◆ Document

========================================================================

Ramón Díaz-Eterovic, L’obscure mémoire des armes

Un polar chi­lien pantouflard

Un détec­tive privé soli­taire et mélan­co­lique dans une ville étouf­fante. Un crime en appa­rence banal. Une réa­lité tra­gique qui se dévoile peu à peu. La rou­tine, quoi. Alors bon, on est au Chili, donc il sera sûre­ment ques­tion de la dic­ta­ture, et des sombres agis­se­ments dans les cou­loirs de l’ESMA (1). Ah, non, ça c’est à Bue­nos Aires. Au Chili, c’est la Villa Gri­maldi (2). Soit… Un peu pré­vi­sible ? C’est un peu ça. Des exemples ? Très simple. Oh, quelqu’un découvre quelque chose de louche ! Il pré­vient notre détec­tive mais se garde bien de dire de quoi il retourne. Com­bien on parie qu’il va dis­pa­raître dans des cir­cons­tances mys­té­rieuses avant d’avoir pu faire part de ses décou­vertes fra­cas­santes ? Oh, un méchant est démas­qué ! Oui mais il reste 50 pages avant la fin. Un rebon­dis­se­ment est donc à prévoir.

========================================================================

◆ Données fournies
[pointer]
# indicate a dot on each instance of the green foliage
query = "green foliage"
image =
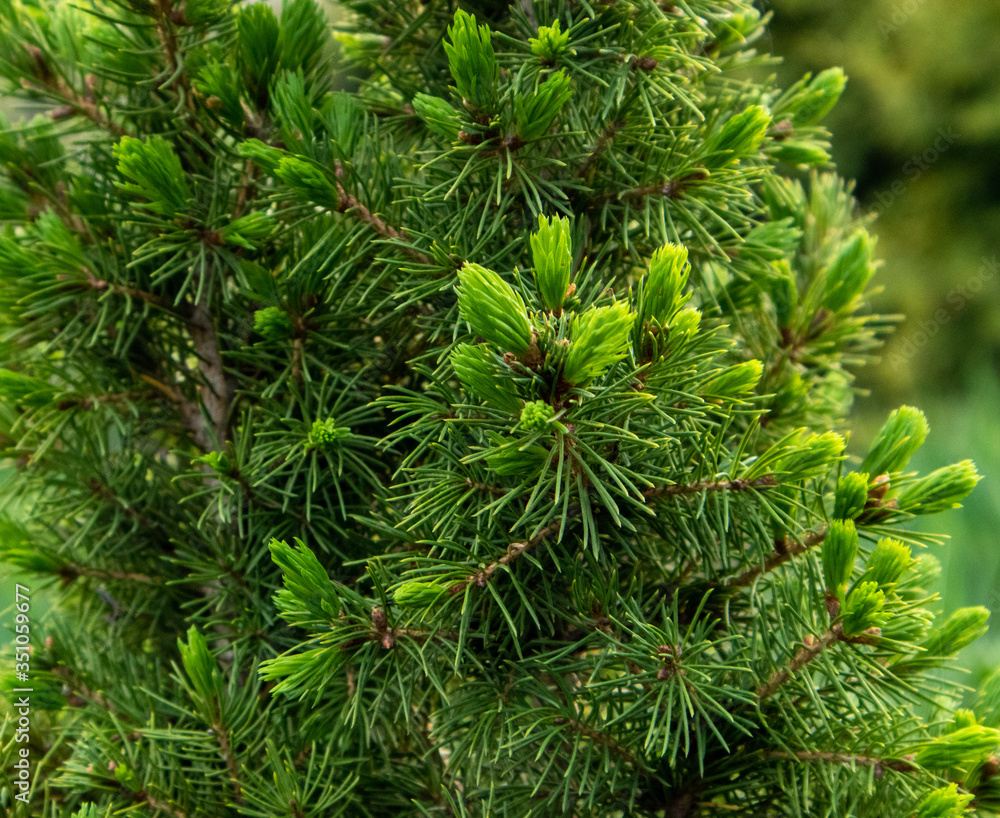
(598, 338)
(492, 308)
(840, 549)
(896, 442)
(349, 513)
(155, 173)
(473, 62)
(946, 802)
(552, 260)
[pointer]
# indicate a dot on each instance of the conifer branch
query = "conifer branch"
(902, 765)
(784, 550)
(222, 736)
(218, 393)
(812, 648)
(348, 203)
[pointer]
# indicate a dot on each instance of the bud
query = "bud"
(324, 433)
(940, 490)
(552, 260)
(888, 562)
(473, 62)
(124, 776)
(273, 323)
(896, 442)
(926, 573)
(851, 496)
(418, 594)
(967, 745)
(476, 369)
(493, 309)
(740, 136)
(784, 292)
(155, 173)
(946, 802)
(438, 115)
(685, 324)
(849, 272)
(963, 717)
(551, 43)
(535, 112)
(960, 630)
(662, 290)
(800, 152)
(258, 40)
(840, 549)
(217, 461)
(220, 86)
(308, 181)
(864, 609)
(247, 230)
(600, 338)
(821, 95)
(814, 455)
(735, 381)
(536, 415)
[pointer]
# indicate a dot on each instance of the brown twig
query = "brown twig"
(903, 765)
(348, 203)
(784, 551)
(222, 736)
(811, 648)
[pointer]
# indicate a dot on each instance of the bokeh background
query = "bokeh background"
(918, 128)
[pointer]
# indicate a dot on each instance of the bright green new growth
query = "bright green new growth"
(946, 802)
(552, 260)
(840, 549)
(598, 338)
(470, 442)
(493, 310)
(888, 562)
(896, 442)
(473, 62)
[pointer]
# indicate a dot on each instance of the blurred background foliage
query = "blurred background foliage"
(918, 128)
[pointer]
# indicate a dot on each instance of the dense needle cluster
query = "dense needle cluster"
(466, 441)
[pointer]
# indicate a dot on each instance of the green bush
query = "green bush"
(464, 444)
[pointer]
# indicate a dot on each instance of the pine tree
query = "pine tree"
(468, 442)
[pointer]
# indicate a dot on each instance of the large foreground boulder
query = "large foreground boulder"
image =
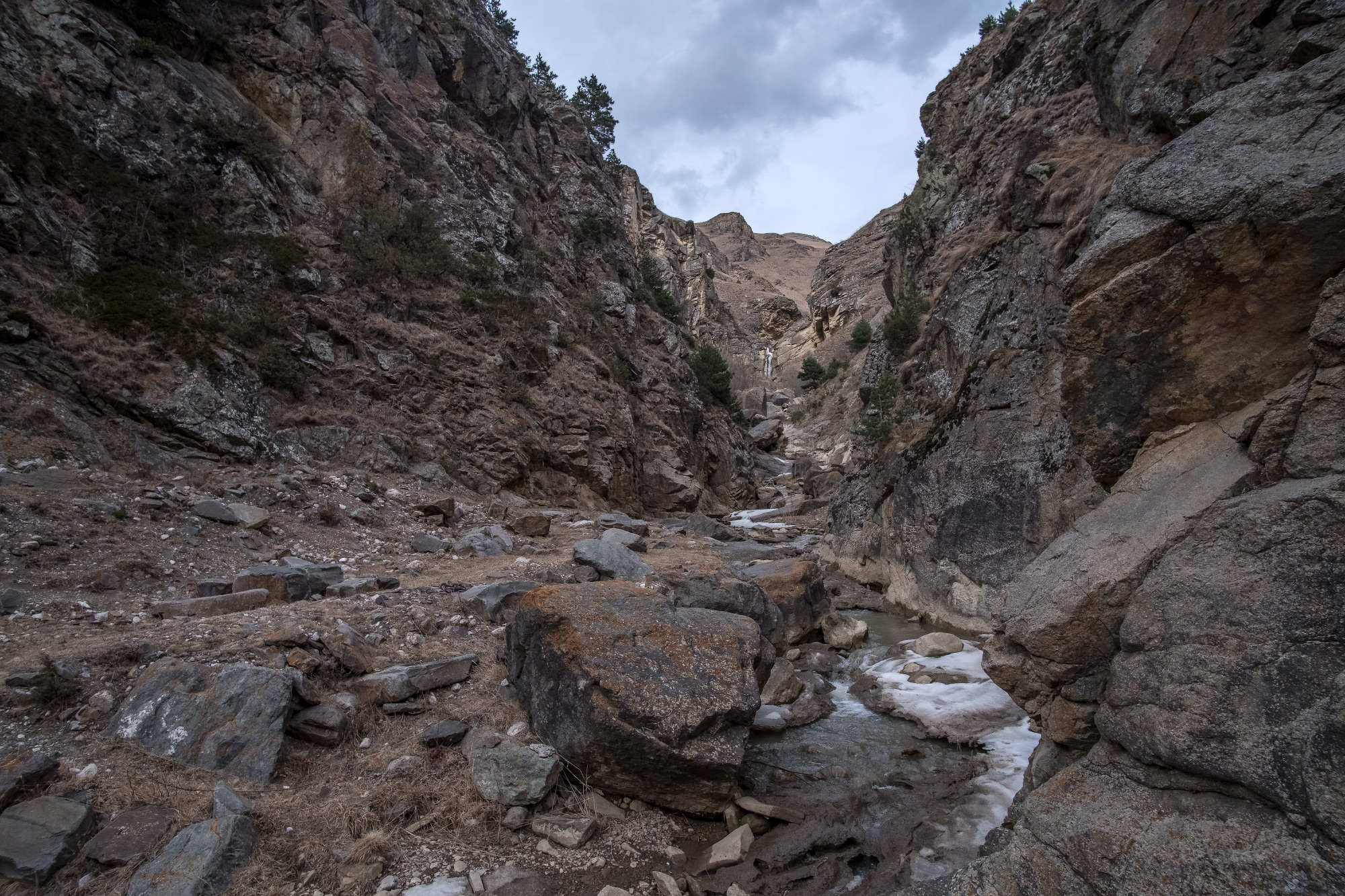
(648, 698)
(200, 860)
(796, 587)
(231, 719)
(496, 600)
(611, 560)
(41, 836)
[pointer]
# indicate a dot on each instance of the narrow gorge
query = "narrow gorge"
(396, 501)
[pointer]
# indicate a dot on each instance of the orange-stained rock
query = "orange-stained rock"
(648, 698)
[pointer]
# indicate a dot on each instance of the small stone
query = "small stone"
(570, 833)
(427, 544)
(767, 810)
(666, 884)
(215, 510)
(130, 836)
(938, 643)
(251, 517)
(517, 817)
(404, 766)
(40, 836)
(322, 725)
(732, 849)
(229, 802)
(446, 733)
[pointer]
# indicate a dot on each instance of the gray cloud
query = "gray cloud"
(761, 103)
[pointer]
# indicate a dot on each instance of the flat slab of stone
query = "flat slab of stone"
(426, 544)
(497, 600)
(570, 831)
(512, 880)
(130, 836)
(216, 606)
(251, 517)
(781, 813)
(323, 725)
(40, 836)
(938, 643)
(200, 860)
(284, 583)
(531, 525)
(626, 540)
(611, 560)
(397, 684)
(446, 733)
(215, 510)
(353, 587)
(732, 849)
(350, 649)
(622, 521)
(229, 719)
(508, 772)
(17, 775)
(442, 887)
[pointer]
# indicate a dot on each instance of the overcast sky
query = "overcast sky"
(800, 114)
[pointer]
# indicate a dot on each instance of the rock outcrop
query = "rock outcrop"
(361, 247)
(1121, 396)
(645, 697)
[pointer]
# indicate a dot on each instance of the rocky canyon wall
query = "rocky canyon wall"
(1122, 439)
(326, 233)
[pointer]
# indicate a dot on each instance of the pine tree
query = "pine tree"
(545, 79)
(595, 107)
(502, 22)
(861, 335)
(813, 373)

========================================================================

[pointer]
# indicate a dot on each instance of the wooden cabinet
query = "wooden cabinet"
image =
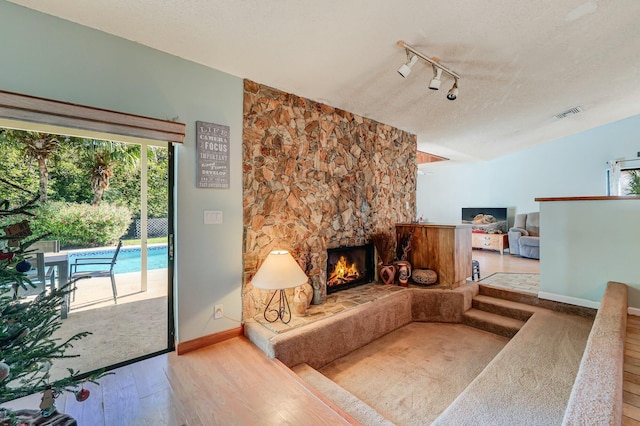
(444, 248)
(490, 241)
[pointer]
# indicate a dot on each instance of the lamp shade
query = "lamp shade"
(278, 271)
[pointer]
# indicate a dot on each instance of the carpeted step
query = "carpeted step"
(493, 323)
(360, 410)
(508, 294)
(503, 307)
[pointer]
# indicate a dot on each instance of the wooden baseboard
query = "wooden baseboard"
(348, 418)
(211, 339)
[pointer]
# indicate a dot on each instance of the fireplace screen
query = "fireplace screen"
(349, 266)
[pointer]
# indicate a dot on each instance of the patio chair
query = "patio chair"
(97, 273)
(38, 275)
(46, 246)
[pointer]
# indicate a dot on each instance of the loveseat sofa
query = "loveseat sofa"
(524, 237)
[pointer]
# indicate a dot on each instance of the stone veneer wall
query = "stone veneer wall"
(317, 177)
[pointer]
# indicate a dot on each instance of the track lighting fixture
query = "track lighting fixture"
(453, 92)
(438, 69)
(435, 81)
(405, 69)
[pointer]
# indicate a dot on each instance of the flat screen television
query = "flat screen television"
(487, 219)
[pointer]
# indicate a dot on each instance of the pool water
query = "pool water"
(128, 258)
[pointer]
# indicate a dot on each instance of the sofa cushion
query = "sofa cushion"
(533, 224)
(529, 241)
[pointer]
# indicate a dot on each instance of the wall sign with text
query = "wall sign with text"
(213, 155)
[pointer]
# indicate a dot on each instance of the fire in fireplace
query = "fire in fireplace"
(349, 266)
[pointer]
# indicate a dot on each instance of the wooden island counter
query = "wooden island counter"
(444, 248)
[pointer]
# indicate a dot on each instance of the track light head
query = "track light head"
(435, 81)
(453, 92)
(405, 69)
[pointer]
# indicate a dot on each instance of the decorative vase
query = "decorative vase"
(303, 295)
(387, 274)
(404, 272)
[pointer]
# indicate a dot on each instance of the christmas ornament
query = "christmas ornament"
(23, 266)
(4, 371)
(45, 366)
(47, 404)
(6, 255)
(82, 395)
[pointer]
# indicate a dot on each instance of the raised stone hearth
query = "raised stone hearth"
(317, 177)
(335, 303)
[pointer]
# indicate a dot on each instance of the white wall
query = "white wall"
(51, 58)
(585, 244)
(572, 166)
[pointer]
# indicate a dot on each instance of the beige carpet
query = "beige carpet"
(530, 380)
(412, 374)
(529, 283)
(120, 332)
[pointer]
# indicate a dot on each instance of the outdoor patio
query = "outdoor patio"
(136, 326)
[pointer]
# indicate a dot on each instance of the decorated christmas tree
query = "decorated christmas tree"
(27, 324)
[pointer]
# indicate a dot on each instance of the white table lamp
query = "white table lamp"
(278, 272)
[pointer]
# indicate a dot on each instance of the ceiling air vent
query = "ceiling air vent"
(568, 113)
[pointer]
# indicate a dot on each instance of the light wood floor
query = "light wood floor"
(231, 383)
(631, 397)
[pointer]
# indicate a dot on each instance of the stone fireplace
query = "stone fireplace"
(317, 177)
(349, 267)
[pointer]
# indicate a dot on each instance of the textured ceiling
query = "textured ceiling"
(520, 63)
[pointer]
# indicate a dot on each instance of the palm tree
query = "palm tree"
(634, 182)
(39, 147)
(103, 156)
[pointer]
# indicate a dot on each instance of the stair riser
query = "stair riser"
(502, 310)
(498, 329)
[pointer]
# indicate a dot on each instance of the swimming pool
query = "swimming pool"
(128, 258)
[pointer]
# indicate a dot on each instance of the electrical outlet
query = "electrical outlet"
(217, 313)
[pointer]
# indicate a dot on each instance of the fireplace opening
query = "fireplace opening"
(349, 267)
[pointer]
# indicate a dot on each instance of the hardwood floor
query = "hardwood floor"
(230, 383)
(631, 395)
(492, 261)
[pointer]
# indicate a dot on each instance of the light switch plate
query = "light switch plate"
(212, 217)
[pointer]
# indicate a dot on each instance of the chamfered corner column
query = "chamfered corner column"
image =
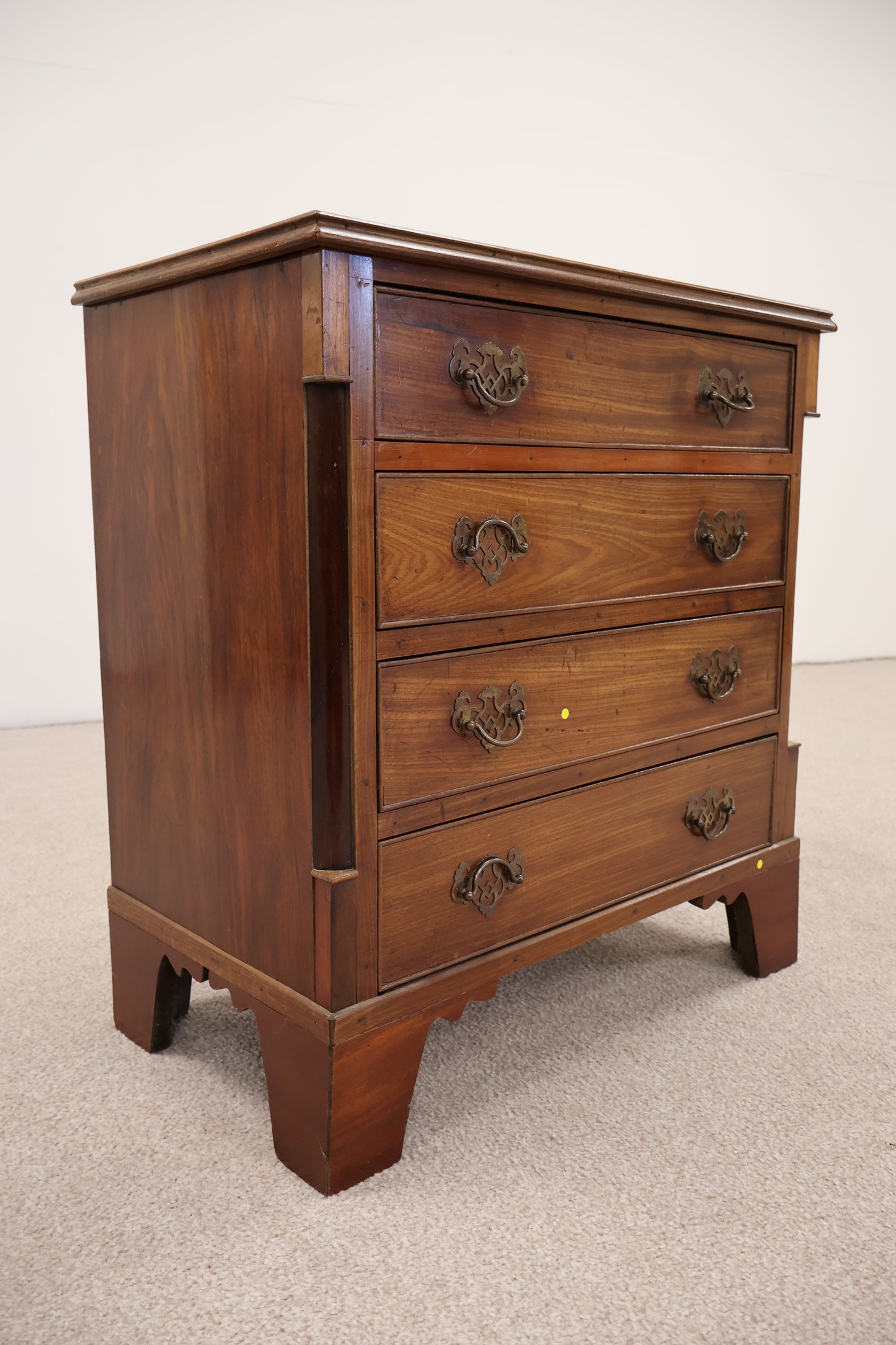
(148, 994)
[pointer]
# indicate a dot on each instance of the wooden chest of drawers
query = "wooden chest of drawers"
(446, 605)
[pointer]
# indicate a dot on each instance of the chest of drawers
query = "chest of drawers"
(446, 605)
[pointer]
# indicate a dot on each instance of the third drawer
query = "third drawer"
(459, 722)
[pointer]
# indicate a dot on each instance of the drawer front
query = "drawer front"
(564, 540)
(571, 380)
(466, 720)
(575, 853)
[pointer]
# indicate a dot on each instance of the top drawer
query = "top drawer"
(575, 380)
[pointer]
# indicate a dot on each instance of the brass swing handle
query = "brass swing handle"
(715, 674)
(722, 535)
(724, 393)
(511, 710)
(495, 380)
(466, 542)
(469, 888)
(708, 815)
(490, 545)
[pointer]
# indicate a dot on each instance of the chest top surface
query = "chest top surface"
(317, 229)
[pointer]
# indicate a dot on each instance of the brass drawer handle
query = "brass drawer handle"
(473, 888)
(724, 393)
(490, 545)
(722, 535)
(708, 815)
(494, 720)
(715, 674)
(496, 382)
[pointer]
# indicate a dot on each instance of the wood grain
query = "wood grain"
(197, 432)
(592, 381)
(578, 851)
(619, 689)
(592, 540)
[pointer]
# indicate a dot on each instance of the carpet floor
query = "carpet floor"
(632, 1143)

========================================================================

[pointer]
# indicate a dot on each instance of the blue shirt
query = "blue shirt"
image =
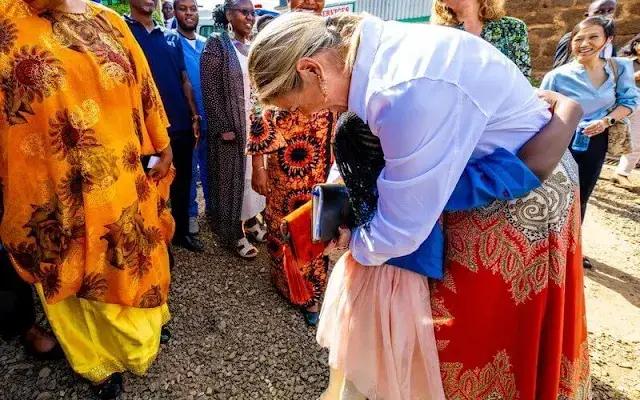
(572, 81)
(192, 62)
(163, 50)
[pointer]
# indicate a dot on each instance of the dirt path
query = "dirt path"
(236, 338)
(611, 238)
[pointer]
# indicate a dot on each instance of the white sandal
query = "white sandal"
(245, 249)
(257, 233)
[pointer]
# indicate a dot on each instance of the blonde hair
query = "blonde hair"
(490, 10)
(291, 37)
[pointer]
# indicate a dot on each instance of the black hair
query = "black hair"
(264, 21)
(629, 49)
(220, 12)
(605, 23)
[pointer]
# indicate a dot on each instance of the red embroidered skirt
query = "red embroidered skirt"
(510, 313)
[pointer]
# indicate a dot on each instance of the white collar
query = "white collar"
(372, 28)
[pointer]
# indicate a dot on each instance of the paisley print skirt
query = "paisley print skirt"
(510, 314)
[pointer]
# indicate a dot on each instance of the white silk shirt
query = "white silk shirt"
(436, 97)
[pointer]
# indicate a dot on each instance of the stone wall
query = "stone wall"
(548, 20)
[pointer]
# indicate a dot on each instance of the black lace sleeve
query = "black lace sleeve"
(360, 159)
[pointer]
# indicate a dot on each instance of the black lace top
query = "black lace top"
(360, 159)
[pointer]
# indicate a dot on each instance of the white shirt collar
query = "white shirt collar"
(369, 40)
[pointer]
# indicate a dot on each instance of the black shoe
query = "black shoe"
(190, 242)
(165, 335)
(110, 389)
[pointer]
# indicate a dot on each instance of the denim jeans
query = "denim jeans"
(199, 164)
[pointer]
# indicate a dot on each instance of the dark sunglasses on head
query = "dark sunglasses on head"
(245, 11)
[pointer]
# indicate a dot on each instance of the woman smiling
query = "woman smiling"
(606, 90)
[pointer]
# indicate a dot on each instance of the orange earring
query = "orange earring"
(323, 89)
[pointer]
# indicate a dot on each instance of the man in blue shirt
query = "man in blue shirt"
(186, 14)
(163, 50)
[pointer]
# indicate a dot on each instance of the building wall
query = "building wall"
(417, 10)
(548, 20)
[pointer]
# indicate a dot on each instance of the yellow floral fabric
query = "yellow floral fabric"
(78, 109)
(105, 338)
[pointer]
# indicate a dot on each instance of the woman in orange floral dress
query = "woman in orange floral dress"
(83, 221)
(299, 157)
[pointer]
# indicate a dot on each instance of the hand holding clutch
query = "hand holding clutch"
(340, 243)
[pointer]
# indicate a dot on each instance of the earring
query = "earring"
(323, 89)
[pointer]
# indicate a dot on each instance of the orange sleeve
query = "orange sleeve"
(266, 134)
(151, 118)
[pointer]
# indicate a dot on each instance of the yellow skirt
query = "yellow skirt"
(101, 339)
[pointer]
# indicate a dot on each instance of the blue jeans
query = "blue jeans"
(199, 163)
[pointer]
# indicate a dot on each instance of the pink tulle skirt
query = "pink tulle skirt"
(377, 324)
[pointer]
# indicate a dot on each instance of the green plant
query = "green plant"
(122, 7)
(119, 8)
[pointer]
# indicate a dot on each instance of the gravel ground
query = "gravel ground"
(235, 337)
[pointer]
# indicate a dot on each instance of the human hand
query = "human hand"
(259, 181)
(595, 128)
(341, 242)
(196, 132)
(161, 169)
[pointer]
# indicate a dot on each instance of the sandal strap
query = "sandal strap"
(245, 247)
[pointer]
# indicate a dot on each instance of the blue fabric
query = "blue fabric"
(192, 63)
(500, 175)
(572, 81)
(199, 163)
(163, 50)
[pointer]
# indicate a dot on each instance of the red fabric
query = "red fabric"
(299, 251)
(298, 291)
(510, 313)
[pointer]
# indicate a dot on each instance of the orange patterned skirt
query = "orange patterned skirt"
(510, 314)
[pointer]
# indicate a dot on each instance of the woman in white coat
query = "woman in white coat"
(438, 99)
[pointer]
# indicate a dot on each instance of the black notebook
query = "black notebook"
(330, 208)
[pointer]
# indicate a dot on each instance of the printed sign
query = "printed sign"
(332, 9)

========================================================================

◆ Exercices
- a) Traduisez en anglais cette phrase du document : « Il prévient notre détective mais se garde bien de dire de quoi il retourne. »
- b) Recopiez fidèlement le passage du document qui s'ouvre sur les mots contenant « Un détec­tive privé » et se clôt sur « est donc à prévoir. ».

◆ Réponses par exercice
- a) He warns our detective but is careful not to say what it is about.

- b)
Un détec­tive privé soli­taire et mélan­co­lique dans une ville étouf­fante. Un crime en appa­rence banal. Une réa­lité tra­gique qui se dévoile peu à peu. La rou­tine, quoi. Alors bon, on est au Chili, donc il sera sûre­ment ques­tion de la dic­ta­ture, et des sombres agis­se­ments dans les cou­loirs de l’ESMA (1). Ah, non, ça c’est à Bue­nos Aires. Au Chili, c’est la Villa Gri­maldi (2). Soit… Un peu pré­vi­sible ? C’est un peu ça. Des exemples ? Très simple. Oh, quelqu’un découvre quelque chose de louche ! Il pré­vient notre détec­tive mais se garde bien de dire de quoi il retourne. Com­bien on parie qu’il va dis­pa­raître dans des cir­cons­tances mys­té­rieuses avant d’avoir pu faire part de ses décou­vertes fra­cas­santes ? Oh, un méchant est démas­qué ! Oui mais il reste 50 pages avant la fin. Un rebon­dis­se­ment est donc à prévoir.